Mine's on the UPS truck at the moment which means it'll get here some time between noon and maybe 8PM. I'm hoping sooner rather than later.

----------


## Markus

I saw that one and felt a strong desire for more spending money, Brent ... glad you got it!

I hope you have many enjoyable years together.

Regarding the strap button, I had one put into my Breedlove's neck [bolt on] and had them follow the directions for the button location provided by the maker [http://breedlovemusic.com/resources/...-install.html]. 

That all said, not sure if they are located in the same location on a Gibson ... but it's a start.

----------


## Brent Hutto

Markus,

Thanks for that link. It may be that Breedlove's neck area has a bit more wood than my Gibsons but when it comes I'll see if those measurements lead me into a likely-looking spot. 

I had a button installed for me on my first guitar and we knew there was some hardware in there. The guitar tech just drilled the pilot hole real slowly and as it turned out we just touched metal at the same depth as need for the screw. He said if the metal had been shallower we could have just used a slightly shorter screw. But still, best to dodge it all together if possible.

- [Material shown]:
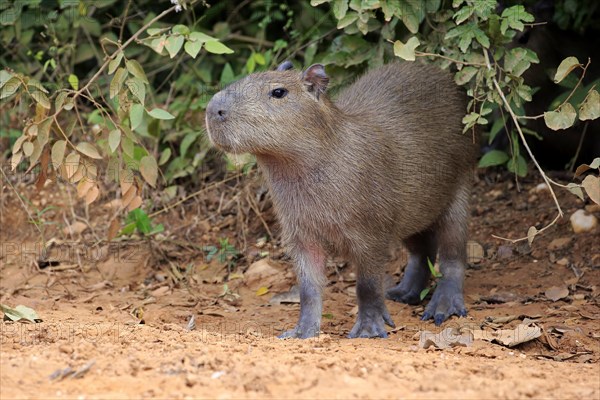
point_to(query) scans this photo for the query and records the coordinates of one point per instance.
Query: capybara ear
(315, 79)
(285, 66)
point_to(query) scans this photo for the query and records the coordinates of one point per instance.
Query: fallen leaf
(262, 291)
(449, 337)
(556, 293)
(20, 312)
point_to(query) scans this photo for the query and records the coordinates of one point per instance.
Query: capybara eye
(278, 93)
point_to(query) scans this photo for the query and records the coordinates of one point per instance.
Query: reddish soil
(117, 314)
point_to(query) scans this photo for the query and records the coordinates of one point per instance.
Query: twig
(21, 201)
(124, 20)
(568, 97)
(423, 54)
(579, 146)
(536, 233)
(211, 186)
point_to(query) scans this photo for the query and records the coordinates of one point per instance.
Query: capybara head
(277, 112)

==

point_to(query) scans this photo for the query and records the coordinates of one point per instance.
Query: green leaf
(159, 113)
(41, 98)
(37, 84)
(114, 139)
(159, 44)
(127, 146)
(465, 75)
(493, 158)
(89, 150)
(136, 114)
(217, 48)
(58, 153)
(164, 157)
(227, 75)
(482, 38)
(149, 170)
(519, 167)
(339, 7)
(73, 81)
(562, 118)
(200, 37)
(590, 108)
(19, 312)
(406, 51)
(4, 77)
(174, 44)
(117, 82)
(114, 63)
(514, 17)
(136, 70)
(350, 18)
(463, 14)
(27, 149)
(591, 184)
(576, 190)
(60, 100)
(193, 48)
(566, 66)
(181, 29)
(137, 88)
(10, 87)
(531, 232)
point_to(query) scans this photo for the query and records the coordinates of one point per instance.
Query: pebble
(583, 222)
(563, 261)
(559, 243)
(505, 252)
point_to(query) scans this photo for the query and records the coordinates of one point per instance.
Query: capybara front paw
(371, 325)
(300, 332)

---

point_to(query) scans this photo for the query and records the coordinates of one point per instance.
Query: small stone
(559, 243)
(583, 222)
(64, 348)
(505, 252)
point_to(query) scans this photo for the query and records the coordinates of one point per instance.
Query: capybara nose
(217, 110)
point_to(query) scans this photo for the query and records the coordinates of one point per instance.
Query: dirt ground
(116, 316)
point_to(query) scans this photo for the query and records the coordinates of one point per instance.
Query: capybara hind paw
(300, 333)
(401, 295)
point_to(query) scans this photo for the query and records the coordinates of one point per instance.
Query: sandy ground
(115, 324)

- [Goal]:
In the forum thread on strap buttons, at what depth did the drill touch metal on Brent Hutto's first guitar?

- [Written solution]:
At the same depth as needed for the screw.